Later at Max’s Kansas City the party was reunited, Jackie straggling in late, alone, unescorted. She spent the night drinking champagne and table-hopping in the back room among her friends while her former husband-to-be, Eric Emerson, remained in the front room making cracks about her to passing friends.

Eric, thinking he had missed out on a bad thing, thinking he would be leaving for France in two weeks to be in the Paris edition of “Hair,” so what did it matter, Eric explaining. “She said I didn’t have to be faithful. Now what the hell kind of marriage is that?” And, “If she wants to be a woman let her learn to take shit.” And, “Who wants to marry a wife with a five o’clock shadow?”

And Jackie, as morning came, sat amid the empty champagne glasses, Tally Brown and the poet Gerard Malanga keeping her company, as her wedding night withered, saying to me, “If you quote me, tell them, ‘Jackie Curtis laughed!‘ ” Pause. Then changing her mind, as women will, “No, say … say, ‘I was a ravished pixie,’ say that, Dotson, say Miss Jackie Curtis, rejected by Eric Emerson, oh, wasn’t that cruel? and it wasn’t even a legal marriage, he’s cruel. Say, ‘Jackie Curtis looked like a ravished pixie.’ ”

Before I left, I spoke with John Vaccaro again. He was sitting at a booth some distance from the round table where the bride lingered. The blond boy from Erie was with him. The boy said he was an SDS member and he kept trying to place some political judgment on the event, claiming that it was capitalist.

“Capitalist?” Vaccaro said, “how’s it capitalist? None of us have any money. Kid, this was an affair of the poor.”
####
== YOUR TASKS ==
1) In the account of Jackie Curtis's wedding night, what was Eric Emerson planning to do in France?
2) Write a continuation of the account of Jackie Curtis's wedding night, starting after its final line.
The items after this account are not needed for this work.

== SUPPLIED RECORDS ==
####
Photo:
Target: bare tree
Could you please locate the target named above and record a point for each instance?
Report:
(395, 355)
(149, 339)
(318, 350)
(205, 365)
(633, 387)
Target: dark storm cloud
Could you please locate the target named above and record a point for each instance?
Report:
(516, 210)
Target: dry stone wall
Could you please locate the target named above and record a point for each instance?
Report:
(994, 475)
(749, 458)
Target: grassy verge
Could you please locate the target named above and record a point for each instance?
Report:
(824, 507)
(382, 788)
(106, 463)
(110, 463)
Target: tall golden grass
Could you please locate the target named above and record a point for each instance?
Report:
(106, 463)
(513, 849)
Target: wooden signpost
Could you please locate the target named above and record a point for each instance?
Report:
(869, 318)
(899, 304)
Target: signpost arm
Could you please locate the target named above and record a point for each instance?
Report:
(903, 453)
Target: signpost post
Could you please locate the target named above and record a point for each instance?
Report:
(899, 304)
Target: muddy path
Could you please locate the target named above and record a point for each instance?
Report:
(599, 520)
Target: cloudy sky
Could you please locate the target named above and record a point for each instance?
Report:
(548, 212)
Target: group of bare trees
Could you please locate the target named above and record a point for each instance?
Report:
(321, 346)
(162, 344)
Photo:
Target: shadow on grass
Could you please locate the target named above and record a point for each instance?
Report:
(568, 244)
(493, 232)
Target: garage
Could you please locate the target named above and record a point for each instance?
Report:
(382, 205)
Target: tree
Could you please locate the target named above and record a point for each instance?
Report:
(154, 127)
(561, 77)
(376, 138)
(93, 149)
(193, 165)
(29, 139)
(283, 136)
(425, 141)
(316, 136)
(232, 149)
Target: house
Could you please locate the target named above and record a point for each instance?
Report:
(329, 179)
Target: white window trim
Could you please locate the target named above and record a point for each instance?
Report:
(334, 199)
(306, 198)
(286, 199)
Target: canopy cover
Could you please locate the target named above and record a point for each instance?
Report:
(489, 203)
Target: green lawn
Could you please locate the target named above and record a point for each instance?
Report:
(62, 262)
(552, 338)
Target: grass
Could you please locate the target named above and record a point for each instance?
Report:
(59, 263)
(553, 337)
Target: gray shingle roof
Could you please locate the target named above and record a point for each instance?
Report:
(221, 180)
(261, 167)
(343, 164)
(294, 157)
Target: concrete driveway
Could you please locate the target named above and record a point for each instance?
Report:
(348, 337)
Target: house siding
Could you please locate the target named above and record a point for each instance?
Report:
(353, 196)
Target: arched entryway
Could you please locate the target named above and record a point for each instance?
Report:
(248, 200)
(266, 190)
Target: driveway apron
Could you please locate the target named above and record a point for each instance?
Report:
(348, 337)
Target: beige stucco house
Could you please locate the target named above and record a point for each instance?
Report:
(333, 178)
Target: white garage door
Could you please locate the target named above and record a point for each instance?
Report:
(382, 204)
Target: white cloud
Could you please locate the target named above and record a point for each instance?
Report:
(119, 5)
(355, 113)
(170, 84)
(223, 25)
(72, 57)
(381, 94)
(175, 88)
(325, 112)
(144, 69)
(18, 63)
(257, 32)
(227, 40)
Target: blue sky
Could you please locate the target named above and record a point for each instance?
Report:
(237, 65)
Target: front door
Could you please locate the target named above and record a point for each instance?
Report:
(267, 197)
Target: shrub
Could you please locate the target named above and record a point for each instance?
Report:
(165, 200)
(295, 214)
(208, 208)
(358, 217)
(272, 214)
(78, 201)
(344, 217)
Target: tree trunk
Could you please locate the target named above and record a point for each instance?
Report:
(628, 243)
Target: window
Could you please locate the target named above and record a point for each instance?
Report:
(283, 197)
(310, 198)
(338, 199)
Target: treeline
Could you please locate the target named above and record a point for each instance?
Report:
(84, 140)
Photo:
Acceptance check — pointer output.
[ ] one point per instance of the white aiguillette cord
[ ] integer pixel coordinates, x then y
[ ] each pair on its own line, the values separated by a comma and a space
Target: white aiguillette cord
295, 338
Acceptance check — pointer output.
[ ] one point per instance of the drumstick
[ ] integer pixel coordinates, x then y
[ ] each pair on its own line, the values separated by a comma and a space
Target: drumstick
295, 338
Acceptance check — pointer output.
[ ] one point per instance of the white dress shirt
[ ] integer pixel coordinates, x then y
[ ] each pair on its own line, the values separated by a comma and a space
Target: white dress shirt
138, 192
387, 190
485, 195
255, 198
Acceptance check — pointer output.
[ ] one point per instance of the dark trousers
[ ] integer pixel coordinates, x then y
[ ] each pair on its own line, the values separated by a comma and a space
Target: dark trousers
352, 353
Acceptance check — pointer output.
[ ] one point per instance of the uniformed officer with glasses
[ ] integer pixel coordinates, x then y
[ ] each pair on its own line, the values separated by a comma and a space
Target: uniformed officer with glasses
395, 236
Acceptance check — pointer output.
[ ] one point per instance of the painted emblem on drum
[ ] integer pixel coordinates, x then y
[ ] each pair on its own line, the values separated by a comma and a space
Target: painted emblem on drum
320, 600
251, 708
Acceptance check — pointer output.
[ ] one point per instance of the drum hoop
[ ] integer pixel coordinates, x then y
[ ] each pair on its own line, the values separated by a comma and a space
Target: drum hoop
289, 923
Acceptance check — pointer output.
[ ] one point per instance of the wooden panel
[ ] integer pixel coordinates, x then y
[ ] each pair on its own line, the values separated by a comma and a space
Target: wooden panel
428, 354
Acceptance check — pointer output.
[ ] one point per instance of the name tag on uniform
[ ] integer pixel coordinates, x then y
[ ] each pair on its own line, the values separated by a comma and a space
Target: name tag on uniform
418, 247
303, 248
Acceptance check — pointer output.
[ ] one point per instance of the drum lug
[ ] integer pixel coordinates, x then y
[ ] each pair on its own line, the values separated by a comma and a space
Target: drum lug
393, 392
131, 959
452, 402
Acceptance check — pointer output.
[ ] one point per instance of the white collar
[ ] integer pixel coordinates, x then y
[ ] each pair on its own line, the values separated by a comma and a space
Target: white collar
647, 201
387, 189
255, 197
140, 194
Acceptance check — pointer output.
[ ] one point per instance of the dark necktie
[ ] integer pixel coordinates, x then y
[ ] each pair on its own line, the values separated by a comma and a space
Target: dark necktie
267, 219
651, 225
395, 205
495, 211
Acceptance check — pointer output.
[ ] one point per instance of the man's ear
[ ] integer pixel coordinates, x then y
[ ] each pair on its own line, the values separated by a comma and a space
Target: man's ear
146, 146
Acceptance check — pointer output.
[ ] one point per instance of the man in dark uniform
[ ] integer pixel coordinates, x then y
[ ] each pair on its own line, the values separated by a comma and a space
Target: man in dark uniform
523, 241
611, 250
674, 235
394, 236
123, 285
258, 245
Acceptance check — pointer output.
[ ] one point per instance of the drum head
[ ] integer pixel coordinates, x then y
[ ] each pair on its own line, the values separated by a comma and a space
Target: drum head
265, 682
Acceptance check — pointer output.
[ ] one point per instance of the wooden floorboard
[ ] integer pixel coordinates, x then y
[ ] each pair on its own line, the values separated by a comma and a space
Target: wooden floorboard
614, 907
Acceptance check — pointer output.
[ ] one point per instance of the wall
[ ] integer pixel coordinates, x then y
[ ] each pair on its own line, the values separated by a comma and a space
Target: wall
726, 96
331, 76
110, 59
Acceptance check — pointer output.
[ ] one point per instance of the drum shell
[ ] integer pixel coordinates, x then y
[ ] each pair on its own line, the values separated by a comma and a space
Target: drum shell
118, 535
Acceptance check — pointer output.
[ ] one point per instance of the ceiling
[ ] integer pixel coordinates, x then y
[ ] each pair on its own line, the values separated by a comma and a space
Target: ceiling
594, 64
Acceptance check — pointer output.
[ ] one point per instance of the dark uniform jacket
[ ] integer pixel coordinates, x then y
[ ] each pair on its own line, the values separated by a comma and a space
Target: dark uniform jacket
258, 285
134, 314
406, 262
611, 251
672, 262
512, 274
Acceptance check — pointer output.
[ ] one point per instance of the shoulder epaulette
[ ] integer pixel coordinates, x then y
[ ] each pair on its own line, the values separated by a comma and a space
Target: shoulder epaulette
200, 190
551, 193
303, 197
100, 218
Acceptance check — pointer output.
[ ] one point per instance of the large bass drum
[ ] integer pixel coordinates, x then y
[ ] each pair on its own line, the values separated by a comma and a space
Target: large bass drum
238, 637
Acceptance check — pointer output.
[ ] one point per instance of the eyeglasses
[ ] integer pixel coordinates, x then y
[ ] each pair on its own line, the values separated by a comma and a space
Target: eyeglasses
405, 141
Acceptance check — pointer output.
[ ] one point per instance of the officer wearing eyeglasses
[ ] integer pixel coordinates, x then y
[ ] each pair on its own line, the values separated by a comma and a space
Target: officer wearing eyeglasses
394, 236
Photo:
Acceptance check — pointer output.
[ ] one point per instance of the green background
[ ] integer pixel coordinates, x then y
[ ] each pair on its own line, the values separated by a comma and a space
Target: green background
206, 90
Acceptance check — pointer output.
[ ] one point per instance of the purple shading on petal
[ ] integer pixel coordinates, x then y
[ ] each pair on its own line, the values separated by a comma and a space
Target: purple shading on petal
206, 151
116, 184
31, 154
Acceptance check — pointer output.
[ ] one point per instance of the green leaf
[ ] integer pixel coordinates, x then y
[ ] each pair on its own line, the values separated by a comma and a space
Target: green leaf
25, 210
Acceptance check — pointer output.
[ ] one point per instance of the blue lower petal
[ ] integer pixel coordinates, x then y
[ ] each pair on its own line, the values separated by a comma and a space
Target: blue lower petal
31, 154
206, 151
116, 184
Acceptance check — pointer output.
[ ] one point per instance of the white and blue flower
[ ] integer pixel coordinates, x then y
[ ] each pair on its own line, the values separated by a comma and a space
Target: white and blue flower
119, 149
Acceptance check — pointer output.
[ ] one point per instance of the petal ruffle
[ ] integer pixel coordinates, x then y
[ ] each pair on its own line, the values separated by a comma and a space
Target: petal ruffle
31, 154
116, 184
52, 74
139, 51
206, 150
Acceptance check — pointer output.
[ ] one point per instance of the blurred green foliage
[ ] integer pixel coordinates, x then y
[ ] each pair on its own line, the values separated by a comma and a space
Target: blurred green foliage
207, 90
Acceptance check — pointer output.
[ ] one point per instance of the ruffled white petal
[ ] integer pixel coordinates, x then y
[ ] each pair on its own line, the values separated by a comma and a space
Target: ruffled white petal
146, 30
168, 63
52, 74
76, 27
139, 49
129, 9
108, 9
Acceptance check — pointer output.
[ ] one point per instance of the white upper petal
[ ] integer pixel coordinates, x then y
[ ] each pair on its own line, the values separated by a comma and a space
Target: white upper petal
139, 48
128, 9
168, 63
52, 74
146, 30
####
== OUTPUTS ==
1) He was going to be in the Paris edition of "Hair."

2)
The boy went on to ask rhetorically why you people are wasting your time on fag weddings and underground art crap when there was a war going on and a revolution to be made. “Those were two men who got married,” the boy said, “Two men! And Andy Warhol was shot by somebody and he still isn’t political. None of this shit has any political content. It’s counter-revolutionary bourgeois decadence. It’s going nowhere, man, I mean, really, where do you think this stuff is going to end, what’s next? After marrying two men, what else can you do? Why don’t you people wake up and do something for the Movement instead of all this decadence?”

Vaccaro, tired and more than a little bored, “I told Esquire once,” he said, “when they asked what we would do on the stage next, I said I would be interested in seeing someone murdered on stage. Maybe that’s next, huh?”

The kid did not understand.

Vaccaro: “We … I think we made the revolution, the Movement possible, in a sense we did, a long time ago, everybody who in their art attacked the basic values of American culture, all those people made you, even maybe made SDS possible. We gave you room, baby. And maybe, I think, maybe what we gave birth to, maybe what we made way for was a new batch of prudes. Where’s your tolerance, your compassion, huh, outside your speeches, where is it in your life? Jackie gets engaged and she gets jilted and she gets hurt and you have no understanding of her pain. What good is that to anything, that lack of understanding, what good is that to us?”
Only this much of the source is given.